TASK DESCRIPTION
Rewrite all of the lines below, putting "coordinate pair" wherever "marker" appears and leaving everything else untouched.

Location annotation dataset excerpts
****************************************

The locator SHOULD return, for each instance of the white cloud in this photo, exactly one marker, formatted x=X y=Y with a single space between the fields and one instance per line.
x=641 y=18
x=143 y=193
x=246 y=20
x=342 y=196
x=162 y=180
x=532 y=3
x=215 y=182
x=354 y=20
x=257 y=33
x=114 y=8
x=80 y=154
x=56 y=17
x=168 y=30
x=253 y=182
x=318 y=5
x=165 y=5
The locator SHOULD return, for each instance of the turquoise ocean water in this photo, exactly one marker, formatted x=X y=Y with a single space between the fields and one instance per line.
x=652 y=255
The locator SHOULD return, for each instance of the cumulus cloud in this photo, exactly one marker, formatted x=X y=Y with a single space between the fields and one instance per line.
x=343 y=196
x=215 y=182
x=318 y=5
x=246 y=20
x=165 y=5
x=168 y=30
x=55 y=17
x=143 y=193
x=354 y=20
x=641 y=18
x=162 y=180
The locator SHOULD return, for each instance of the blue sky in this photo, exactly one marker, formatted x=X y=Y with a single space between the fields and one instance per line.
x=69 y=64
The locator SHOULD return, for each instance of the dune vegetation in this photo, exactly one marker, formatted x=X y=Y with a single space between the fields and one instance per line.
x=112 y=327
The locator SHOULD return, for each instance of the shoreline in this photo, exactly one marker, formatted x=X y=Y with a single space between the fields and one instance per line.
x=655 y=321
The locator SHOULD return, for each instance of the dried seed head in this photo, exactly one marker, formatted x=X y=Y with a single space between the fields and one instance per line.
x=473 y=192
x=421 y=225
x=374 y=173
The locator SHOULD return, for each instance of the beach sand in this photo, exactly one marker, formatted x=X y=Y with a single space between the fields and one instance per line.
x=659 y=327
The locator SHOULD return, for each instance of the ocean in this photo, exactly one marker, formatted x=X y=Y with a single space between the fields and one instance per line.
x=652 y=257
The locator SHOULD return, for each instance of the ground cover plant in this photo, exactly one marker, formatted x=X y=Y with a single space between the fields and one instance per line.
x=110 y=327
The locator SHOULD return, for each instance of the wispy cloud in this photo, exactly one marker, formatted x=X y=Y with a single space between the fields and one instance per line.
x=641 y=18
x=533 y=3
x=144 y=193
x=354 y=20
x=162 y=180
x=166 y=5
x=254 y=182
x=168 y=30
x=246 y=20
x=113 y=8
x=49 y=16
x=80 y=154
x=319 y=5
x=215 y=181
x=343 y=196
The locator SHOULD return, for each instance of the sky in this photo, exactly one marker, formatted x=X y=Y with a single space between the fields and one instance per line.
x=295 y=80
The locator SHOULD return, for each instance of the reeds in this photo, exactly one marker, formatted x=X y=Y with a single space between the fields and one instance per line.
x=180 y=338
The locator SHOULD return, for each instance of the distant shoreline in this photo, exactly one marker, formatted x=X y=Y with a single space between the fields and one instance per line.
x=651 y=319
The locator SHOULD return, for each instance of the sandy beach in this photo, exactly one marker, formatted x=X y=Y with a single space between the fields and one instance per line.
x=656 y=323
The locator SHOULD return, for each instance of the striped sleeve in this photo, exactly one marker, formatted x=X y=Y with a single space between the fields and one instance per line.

****************************************

EXERCISE SOLUTION
The locator SHOULD return, for each instance of the white cloud in this photo, exactly one coordinate pair, formatted x=X y=Y with a single space between the fields and one instance per line.
x=641 y=18
x=143 y=193
x=246 y=20
x=342 y=196
x=162 y=180
x=532 y=3
x=215 y=182
x=354 y=20
x=257 y=33
x=114 y=8
x=80 y=154
x=56 y=17
x=168 y=30
x=253 y=182
x=318 y=5
x=165 y=5
The locator SHOULD return, for each instance of the turquoise ocean water in this photo, exactly one coordinate pair, formatted x=X y=Y with a single space between the fields and one instance per line.
x=652 y=255
The locator SHOULD return, for each instance of the cumulus cloud in this photo, exactly one coordinate pair, formatted x=X y=Y with a single space between the fields and one instance per line.
x=343 y=196
x=215 y=182
x=318 y=5
x=246 y=20
x=165 y=5
x=168 y=30
x=55 y=17
x=143 y=193
x=354 y=20
x=641 y=18
x=162 y=180
The locator SHOULD return, for each instance of the blue sky in this photo, exactly one coordinate pair, formatted x=X y=Y with a single space between the fields and one instance per line.
x=69 y=64
The locator SHOULD return, for each instance of the dune vegetation in this photo, exactly one coordinate pair, formatted x=X y=Y with a single space between the fields and one instance per line.
x=112 y=327
The locator SHOULD return, for each instance of the shoreline in this photo, exactly one coordinate pair, formatted x=X y=Y with a single space between the fields and one instance per line.
x=655 y=321
The locator SHOULD return, for each instance of the dried seed head in this photo, exactly one coordinate pair, formatted x=X y=Y with a single space between the fields and one instance per line.
x=473 y=192
x=421 y=225
x=374 y=173
The locator SHOULD return, for each instance of the beach sand in this photo, exactly one coordinate pair, formatted x=X y=Y with a single space between the fields and one instance per line.
x=659 y=327
The locator SHOULD return, for each instance of the ocean in this photo, exactly one coordinate pair, formatted x=X y=Y with a single space between the fields and one instance per line.
x=652 y=257
The locator SHOULD return, for each instance of the ground cover plant in this photo, exactly one coordinate pair, formatted x=X y=Y with a single space between the fields and one instance per line.
x=110 y=327
The locator SHOULD return, for each instance of the wispy cloud in this photo, exactly one coordinate pair, formatted x=X y=Y with a single space between the fields and one instance per line.
x=641 y=18
x=533 y=3
x=144 y=193
x=354 y=20
x=162 y=180
x=166 y=5
x=254 y=182
x=168 y=30
x=246 y=20
x=113 y=8
x=49 y=16
x=80 y=154
x=319 y=5
x=215 y=181
x=343 y=196
The locator SHOULD return, for each instance of the sky in this photo, exactly one coordinate pair, formatted x=X y=Y with a single space between the fields and one instance per line.
x=295 y=80
The locator SHOULD return, for each instance of the reeds in this photo, exactly one coordinate pair, formatted x=X y=Y with a single space between the fields and one instance per line.
x=180 y=338
The locator SHOULD return, for each instance of the distant shoreline in this photo, exactly one coordinate pair, formatted x=X y=Y with a single space between the fields and one instance per line.
x=651 y=319
The locator SHOULD return, for each instance of the sandy beach in this photo, exactly one coordinate pair, formatted x=X y=Y with a single space between the fields and one instance per line.
x=656 y=323
The locator SHOULD return, for each instance of the striped sleeve in this photo, exactly one coordinate pair, formatted x=X y=Y with a single space between the fields and one instance per line.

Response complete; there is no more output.